[Location labeling records]
==========
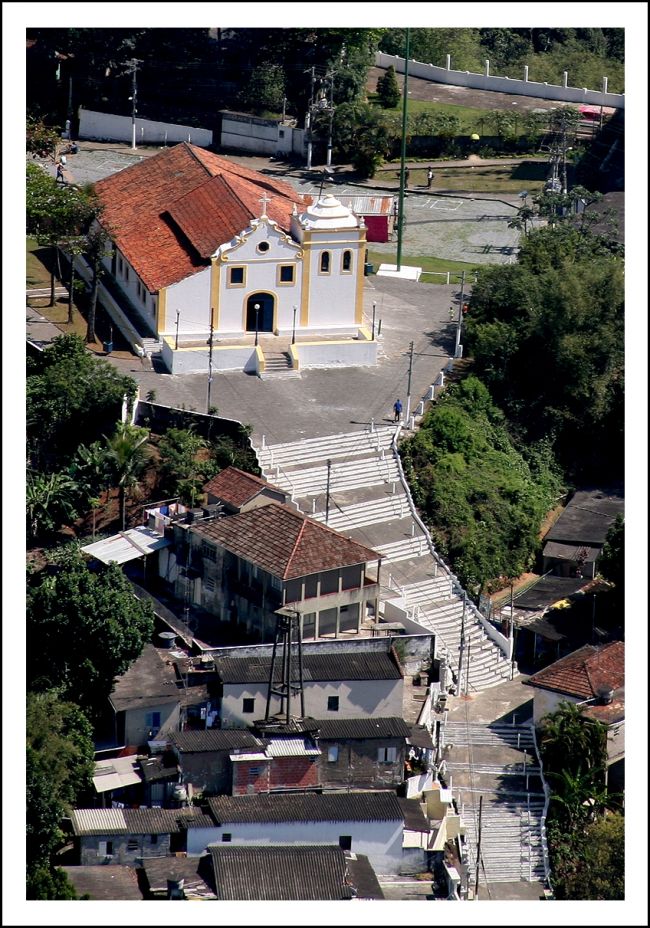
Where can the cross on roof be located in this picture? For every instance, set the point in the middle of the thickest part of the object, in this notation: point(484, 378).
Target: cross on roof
point(264, 200)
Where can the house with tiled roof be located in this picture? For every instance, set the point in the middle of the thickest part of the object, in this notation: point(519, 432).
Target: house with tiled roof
point(246, 566)
point(201, 243)
point(368, 823)
point(339, 685)
point(239, 491)
point(593, 678)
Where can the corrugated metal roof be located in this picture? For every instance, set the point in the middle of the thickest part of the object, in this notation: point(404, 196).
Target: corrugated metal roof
point(291, 747)
point(307, 807)
point(362, 728)
point(282, 873)
point(216, 739)
point(365, 665)
point(98, 822)
point(126, 546)
point(115, 774)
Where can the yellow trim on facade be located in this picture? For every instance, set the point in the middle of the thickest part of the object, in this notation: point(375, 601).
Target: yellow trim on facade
point(358, 310)
point(161, 311)
point(285, 283)
point(229, 284)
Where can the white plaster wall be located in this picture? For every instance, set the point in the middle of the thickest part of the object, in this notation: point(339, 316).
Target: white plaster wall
==========
[Do this] Rewrite the records from the start through the line containing "point(264, 200)" as a two-column CSV with the columns input and output, one row for each text and its answer. Put each value in one quoted field with line breaks turned into spaces, and leave out the pictures.

[Solution for this exercise]
input,output
"Where can the cross on roof be located in this picture? For every instance, set the point in the middle of the thickest part of the object, in this notation: point(484, 378). Target: cross on roof","point(264, 200)"